◆ Questions ◆
(1) Translate this sentence from the standard deviation page into Spanish: "The standard deviation is one tool for assessing data dispersion."
(2) Reproduce the passage from the standard deviation page starting at "# Standard Deviation" and ending at "or more datasets.".

◆ Text under study ◆

Statistical Help
Home >

# Standard Deviation

 Study on Childhood Weight Statistic Value Count 12 Sum 642 Mean 53.5 Median 45.5 Mode No Mode Min 13 Max 110 Range 97 Standard Deviation 31.0

The standard deviation is useful when comparing one dataset to one or more datasets.

You’ve probably heard of the term standard deviation before. This is one way of measuring the dispersion of a given set of data. What do I mean by dispersion? Well, if we use a sample child weight dataset (shown below), the data ranges from 13 to 110, with a mean of 53.5. It is a pretty wide spread of data.

13        22        26        38        36        42

49        50        77        81        98        110

Well, what if the data had the exact same mean, but instead ranged from 45 to 62? You would determine that this would be a much tighter range, right? There would not be as much spread or dispersion from the mean. It is important to have a good understanding of the dispersion of your data so it can be properly compared to other data. The standard deviation is one tool for assessing data dispersion.

◆ Input data ◆
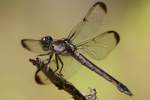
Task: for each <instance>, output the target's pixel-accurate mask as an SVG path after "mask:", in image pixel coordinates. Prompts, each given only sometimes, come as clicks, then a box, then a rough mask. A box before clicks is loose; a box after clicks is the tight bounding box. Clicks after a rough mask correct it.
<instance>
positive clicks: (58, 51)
mask: <svg viewBox="0 0 150 100" xmlns="http://www.w3.org/2000/svg"><path fill="white" fill-rule="evenodd" d="M106 13H107V8H106V5H105V4H104V3H102V2H97V3H95V4H94V5H93V6H92V7H91V8H90V9H89V11H88V12H87V14H86V16H85V17H84V18H83V20H81V22H80V23H78V24H77V26H75V27H74V28H73V29H72V31H71V32H70V34H69V35H68V36H67V37H66V38H62V39H53V38H52V37H51V36H45V37H43V38H41V39H40V40H34V39H23V40H22V41H21V43H22V46H23V47H24V48H25V49H27V50H29V51H32V52H36V53H40V55H39V56H44V55H45V56H48V58H47V64H50V65H53V64H55V66H56V69H57V70H58V69H59V73H61V72H62V71H63V69H64V68H65V67H67V66H71V65H70V64H66V63H70V61H69V60H68V61H65V60H64V59H66V58H68V59H71V58H74V59H75V60H76V61H77V62H79V63H80V64H82V65H84V66H85V67H87V68H88V69H90V70H91V71H93V72H95V73H97V74H98V75H100V76H102V77H103V78H105V79H106V80H108V81H109V82H111V83H112V84H113V85H115V86H116V87H117V88H118V90H119V91H121V92H123V93H125V94H127V95H129V96H132V93H131V92H130V90H129V89H128V88H127V87H126V86H125V85H123V84H122V83H121V82H119V81H118V80H116V79H115V78H114V77H112V76H111V75H109V74H108V73H106V72H105V71H103V70H102V69H100V68H99V67H98V66H96V65H95V64H94V63H92V62H91V61H90V60H89V59H88V58H87V57H85V55H83V54H87V55H89V56H90V57H91V58H94V59H96V60H101V59H103V58H104V57H106V56H107V55H108V54H109V53H110V51H112V50H113V49H114V48H115V47H116V46H117V45H118V43H119V41H120V37H119V34H118V33H117V32H115V31H113V30H111V31H106V32H104V33H101V34H99V33H98V30H99V27H100V24H101V22H102V20H103V18H104V16H105V15H106ZM63 66H64V68H63ZM75 67H77V66H75ZM57 70H55V71H57ZM71 70H73V69H72V68H71ZM39 73H40V70H38V71H37V72H36V74H35V78H36V81H37V78H38V81H37V83H40V84H41V83H42V84H45V82H44V80H42V78H40V77H41V76H40V74H39Z"/></svg>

◆ List of answers ◆
(1) La desviación estándar es una herramienta para evaluar la dispersión de los datos.

(2)
# Standard Deviation

 Study on Childhood Weight Statistic Value Count 12 Sum 642 Mean 53.5 Median 45.5 Mode No Mode Min 13 Max 110 Range 97 Standard Deviation 31.0

The standard deviation is useful when comparing one dataset to one or more datasets.